[Records of labeled boxes]

-*-

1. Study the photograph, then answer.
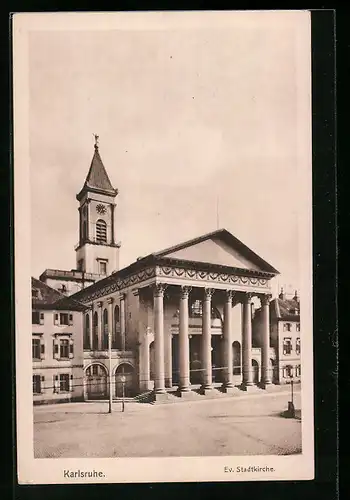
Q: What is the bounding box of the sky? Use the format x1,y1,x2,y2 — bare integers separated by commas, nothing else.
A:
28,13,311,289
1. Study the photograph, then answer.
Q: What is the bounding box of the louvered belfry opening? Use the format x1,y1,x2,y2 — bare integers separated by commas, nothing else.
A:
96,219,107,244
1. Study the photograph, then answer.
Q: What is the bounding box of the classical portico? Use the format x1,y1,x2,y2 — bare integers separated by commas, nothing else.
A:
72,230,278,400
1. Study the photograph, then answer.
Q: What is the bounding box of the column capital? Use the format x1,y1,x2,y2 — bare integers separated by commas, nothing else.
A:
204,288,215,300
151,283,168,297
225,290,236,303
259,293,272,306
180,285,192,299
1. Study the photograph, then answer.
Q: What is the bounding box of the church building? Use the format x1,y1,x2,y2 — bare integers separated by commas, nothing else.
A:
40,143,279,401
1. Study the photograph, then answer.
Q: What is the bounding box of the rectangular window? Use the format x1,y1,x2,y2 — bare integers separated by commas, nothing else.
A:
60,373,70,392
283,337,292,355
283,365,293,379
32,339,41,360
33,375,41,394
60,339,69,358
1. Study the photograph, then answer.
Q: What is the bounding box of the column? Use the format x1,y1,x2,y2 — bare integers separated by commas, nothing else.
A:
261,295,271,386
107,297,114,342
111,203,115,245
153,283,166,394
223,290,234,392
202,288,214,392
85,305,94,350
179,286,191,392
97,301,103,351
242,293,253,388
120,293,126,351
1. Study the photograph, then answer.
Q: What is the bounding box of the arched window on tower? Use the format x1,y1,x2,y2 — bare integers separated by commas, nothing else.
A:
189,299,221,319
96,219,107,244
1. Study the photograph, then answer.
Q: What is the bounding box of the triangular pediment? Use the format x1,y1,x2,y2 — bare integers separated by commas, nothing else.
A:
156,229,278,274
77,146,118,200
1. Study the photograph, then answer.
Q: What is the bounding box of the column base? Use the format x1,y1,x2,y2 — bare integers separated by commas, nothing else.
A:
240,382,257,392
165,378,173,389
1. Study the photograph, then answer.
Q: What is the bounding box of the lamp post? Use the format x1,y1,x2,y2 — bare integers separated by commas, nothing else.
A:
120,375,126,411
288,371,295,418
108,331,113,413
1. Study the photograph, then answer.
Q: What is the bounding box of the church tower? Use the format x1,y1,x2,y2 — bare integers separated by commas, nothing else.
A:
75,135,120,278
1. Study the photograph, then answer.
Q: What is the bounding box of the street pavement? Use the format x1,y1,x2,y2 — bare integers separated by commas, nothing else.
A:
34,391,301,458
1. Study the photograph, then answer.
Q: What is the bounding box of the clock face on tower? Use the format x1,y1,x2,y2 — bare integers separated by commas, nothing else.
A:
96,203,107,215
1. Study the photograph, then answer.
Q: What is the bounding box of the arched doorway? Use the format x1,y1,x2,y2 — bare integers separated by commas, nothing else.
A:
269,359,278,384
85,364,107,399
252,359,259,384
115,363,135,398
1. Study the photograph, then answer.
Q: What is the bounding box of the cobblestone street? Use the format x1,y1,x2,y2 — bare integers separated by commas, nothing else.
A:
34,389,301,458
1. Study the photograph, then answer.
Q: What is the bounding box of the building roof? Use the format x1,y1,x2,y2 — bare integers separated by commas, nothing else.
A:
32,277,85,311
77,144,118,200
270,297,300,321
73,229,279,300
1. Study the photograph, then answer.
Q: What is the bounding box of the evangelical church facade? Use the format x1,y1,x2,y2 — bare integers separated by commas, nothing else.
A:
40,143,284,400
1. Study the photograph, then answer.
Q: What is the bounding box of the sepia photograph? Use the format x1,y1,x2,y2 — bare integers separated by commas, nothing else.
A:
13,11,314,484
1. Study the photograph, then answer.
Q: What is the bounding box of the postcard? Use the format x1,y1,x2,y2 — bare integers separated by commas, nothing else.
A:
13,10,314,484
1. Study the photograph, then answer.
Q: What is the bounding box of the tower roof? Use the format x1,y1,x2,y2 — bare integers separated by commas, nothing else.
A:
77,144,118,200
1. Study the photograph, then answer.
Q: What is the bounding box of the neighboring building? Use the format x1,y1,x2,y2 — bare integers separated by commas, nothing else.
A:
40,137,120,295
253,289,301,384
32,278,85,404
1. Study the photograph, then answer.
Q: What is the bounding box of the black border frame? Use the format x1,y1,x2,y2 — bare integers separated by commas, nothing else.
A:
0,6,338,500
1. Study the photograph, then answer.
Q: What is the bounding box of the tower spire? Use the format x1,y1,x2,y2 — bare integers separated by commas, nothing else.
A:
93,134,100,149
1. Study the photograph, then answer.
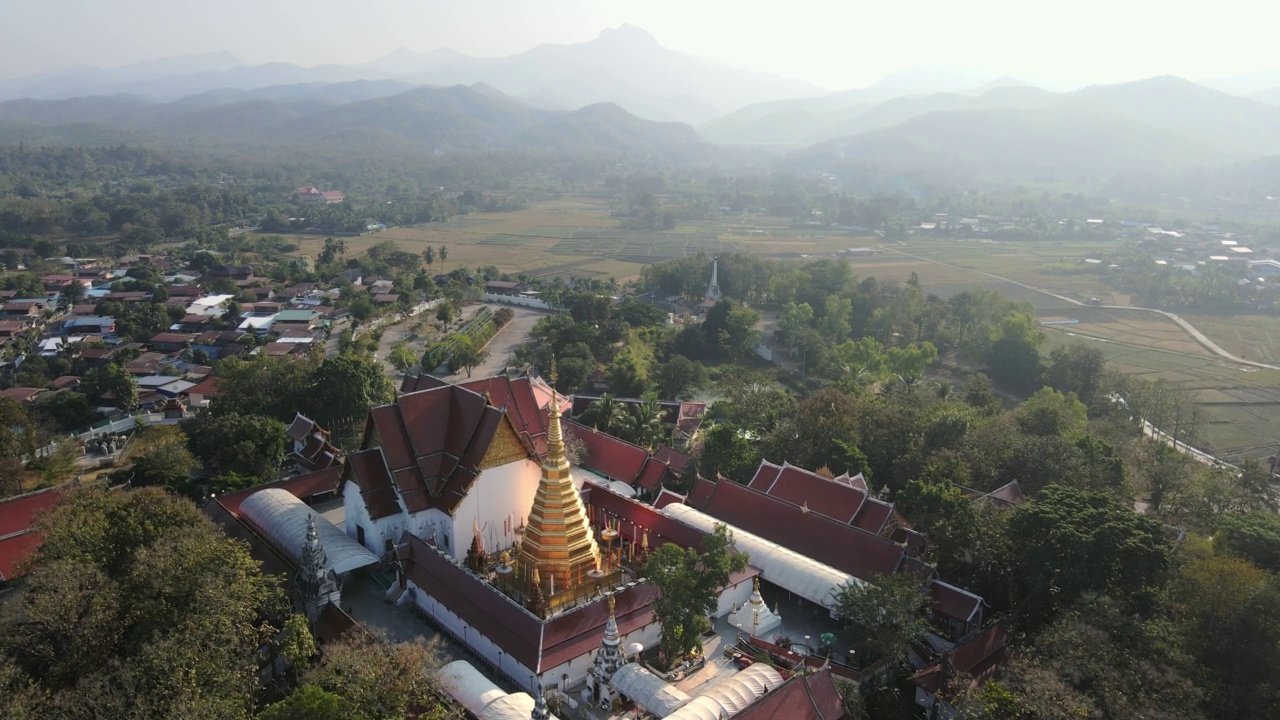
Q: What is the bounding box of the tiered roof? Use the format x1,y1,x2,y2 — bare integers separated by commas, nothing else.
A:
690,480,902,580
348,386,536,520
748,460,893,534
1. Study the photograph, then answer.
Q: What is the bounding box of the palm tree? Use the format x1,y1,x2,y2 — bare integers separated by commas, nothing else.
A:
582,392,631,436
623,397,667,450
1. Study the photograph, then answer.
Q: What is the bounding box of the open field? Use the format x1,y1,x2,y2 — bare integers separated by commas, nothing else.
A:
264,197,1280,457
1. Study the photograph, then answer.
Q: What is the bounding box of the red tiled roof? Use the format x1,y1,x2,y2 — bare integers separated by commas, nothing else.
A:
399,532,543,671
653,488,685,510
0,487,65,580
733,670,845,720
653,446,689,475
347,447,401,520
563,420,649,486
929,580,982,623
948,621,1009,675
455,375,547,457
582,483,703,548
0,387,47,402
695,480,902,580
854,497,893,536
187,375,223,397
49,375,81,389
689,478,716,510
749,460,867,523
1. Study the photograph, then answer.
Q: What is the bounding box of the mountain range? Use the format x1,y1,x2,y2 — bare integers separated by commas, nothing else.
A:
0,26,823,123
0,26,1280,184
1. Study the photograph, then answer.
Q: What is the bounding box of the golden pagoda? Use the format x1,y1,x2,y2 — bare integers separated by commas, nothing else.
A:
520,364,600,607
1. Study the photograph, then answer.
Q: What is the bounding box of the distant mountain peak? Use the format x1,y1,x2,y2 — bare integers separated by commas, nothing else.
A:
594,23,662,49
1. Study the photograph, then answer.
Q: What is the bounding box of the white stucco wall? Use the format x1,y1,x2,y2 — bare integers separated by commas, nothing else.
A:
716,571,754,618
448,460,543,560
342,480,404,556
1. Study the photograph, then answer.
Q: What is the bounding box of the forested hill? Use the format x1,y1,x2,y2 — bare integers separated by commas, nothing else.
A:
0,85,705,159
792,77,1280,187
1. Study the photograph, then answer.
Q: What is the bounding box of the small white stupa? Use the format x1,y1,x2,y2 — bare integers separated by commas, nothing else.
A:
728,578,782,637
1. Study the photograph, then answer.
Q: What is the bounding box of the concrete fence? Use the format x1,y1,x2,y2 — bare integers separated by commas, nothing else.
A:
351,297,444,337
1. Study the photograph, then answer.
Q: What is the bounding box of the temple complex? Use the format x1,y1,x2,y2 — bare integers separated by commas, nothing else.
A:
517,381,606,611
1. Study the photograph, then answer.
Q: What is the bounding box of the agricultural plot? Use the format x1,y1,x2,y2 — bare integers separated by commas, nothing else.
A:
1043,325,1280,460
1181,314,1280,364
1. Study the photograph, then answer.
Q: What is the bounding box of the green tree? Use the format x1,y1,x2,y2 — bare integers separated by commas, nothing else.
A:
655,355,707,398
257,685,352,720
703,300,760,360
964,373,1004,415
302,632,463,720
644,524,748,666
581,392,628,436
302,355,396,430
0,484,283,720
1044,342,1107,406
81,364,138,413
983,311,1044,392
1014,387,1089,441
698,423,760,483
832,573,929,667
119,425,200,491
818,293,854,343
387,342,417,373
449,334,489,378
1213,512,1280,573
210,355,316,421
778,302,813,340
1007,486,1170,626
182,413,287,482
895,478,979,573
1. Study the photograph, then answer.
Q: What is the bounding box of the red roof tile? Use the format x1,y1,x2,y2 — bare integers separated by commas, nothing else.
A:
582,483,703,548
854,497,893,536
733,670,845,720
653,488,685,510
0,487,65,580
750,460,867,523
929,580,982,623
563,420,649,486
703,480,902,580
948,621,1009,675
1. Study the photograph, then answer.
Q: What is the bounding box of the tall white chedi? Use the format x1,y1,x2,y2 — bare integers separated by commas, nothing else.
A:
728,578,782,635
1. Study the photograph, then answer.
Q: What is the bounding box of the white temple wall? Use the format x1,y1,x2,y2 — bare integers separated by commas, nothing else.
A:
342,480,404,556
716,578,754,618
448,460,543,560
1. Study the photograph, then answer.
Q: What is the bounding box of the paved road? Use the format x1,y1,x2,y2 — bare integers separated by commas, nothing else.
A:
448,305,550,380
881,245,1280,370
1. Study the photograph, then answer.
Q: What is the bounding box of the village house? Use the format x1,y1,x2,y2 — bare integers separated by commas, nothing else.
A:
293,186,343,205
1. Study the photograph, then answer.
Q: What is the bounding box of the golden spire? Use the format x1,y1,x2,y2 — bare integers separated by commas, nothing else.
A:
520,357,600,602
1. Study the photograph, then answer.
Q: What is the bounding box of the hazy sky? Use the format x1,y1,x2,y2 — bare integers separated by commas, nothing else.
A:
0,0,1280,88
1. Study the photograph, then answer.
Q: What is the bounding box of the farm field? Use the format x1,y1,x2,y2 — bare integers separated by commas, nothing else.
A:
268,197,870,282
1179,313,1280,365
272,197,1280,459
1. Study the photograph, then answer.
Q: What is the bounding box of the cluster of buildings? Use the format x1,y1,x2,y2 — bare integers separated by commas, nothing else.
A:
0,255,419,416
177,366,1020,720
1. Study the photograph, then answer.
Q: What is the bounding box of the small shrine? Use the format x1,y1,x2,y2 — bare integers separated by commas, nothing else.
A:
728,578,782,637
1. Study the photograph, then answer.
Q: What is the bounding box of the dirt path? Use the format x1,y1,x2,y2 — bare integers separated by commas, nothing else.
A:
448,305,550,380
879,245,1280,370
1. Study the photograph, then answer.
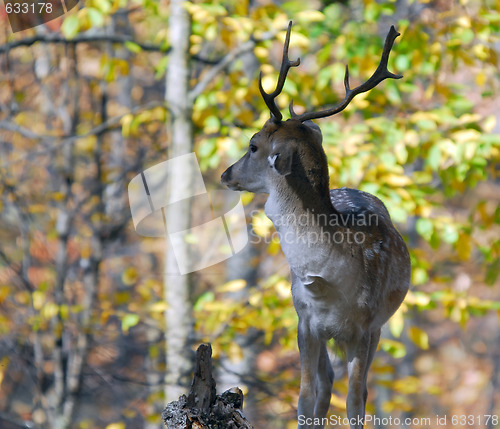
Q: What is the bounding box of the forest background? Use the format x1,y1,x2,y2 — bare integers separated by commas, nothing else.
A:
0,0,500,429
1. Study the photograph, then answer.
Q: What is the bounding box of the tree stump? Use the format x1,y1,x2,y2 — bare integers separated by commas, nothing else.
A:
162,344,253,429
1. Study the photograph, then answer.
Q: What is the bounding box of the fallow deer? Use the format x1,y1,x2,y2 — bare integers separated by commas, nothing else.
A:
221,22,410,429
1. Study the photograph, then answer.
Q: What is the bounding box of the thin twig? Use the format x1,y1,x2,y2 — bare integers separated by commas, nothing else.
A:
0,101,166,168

-*-

:: PROBLEM TO WORK ON ::
Reproduce the listing from its first line through the line containing "60,339,69,358", including both ends, and omit the pictures.

:: REPLY ::
1. Study the photograph, then answer.
Q: What is the bounding box of the sky? Use the format x1,y1,x2,y2 — bare integers separated by commas, nothing else.
A:
28,13,311,289
1. Study the photograph, then answer.
Q: What is the bounding box of the louvered belfry opening? Use the format x1,y1,x2,y2 — bare integers separated by commas, nothing else.
A:
96,219,107,244
1. Study the photograph, then answer.
Q: What is the bounding box of the classical portico? Use the format x1,y1,x2,y2 — bare integers separated by commas, nothing else.
A:
72,230,278,400
1. Study the photograph, then answer.
Q: What is the bounding box of the column capital? Use the format x1,y1,x2,y2 — bare integers separated by commas, nothing else.
A:
204,288,215,300
151,283,168,297
225,290,236,303
259,293,272,306
180,285,192,299
1. Study the photograph, then answer.
Q: What is the bounding box of the church building? Use the format x1,y1,x2,y2 — bare integers separated by commas, nothing else.
A:
40,143,279,401
1. Study the photograph, then answer.
Q: What is the bounding box of the rectangular window? Use the format x1,y1,x2,y2 — bare integers separated by commas, nothing else.
A:
60,373,70,392
283,337,292,355
283,365,293,379
32,339,41,360
33,375,41,394
60,339,69,358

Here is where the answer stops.